(Contour labeling entries)
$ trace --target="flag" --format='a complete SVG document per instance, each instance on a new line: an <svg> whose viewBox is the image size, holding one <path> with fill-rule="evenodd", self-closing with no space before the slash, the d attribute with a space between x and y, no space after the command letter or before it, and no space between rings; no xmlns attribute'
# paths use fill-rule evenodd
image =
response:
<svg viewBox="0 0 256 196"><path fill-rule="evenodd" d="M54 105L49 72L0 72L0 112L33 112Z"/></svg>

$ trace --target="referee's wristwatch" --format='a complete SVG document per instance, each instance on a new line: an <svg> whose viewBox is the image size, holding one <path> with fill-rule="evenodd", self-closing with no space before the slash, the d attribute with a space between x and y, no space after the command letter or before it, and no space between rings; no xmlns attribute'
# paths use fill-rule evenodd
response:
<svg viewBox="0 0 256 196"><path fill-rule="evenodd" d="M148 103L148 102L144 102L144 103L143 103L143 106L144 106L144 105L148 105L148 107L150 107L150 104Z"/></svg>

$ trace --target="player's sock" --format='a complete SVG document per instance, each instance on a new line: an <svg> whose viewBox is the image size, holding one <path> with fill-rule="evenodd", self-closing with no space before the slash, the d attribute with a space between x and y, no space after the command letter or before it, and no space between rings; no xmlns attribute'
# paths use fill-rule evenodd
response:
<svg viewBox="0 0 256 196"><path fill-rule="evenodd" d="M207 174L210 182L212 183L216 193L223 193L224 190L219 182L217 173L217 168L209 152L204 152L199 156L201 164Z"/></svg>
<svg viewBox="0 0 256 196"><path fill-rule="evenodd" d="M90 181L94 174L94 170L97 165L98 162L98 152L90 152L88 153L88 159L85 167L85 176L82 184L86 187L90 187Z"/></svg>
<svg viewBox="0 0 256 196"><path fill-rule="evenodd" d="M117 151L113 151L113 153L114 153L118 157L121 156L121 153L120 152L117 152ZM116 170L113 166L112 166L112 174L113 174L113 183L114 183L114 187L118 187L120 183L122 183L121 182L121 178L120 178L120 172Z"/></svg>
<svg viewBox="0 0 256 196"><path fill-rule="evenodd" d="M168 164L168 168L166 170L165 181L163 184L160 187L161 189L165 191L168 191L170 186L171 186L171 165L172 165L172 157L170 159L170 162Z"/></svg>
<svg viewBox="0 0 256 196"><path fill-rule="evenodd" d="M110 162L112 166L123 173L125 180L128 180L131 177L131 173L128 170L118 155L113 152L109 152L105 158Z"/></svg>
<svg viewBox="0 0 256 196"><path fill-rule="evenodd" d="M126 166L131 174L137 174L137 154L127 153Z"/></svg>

**TASK GOAL:** Copy every one of the records above line for line, without changing a single character.

**SOLUTION TO THIS EXERCISE:**
$ trace --target="flag" --format='a complete SVG document per instance, each instance on a new line: an <svg> whose viewBox is the image size, holding one <path> with fill-rule="evenodd", self-closing with no space before the slash, the d attribute with a space between x and y, no space after the command letter or before it, and no space between rings; no xmlns attribute'
# paths use fill-rule evenodd
image =
response:
<svg viewBox="0 0 256 196"><path fill-rule="evenodd" d="M54 105L49 72L0 72L0 112L33 112Z"/></svg>

$ trace --target="referee's wristwatch" --format='a complete SVG document per instance, each instance on a new line: an <svg> whose viewBox is the image size, holding one <path> with fill-rule="evenodd", self-closing with no space before the slash, the d attribute with a space between x and y, no space after the command letter or before it, and no space between rings; no xmlns attribute'
# paths use fill-rule evenodd
response:
<svg viewBox="0 0 256 196"><path fill-rule="evenodd" d="M148 103L148 102L144 102L144 103L143 103L143 106L144 106L144 105L148 105L148 107L150 107L150 104Z"/></svg>

$ trace --target="player's sock" --format='a complete SVG document per instance, each instance on a new line: an <svg> whose viewBox is the image size, holding one <path> with fill-rule="evenodd", self-closing with no space before the slash, the d attribute with a space between x and y, no space after the command letter or before it, and no space between rings; no xmlns attribute'
# paths use fill-rule evenodd
response:
<svg viewBox="0 0 256 196"><path fill-rule="evenodd" d="M207 174L210 182L212 183L216 193L223 193L224 190L219 182L217 173L217 168L209 152L204 152L199 156L201 164Z"/></svg>
<svg viewBox="0 0 256 196"><path fill-rule="evenodd" d="M90 181L94 174L94 170L97 165L98 162L98 152L90 152L88 153L88 159L85 167L85 176L82 184L86 187L90 187Z"/></svg>
<svg viewBox="0 0 256 196"><path fill-rule="evenodd" d="M117 151L113 151L113 153L114 153L118 157L121 156L121 153L120 152L117 152ZM116 170L113 166L112 166L112 174L113 174L113 183L114 183L114 187L118 187L120 183L122 183L121 182L121 178L120 178L120 172Z"/></svg>
<svg viewBox="0 0 256 196"><path fill-rule="evenodd" d="M168 164L168 168L166 170L165 181L163 184L160 187L161 189L165 191L168 191L170 186L171 186L171 165L172 165L172 157L170 159L170 162Z"/></svg>
<svg viewBox="0 0 256 196"><path fill-rule="evenodd" d="M110 162L112 166L123 173L125 180L128 180L131 177L131 173L128 170L118 155L113 152L109 152L105 158Z"/></svg>
<svg viewBox="0 0 256 196"><path fill-rule="evenodd" d="M126 166L131 174L137 174L137 154L127 153Z"/></svg>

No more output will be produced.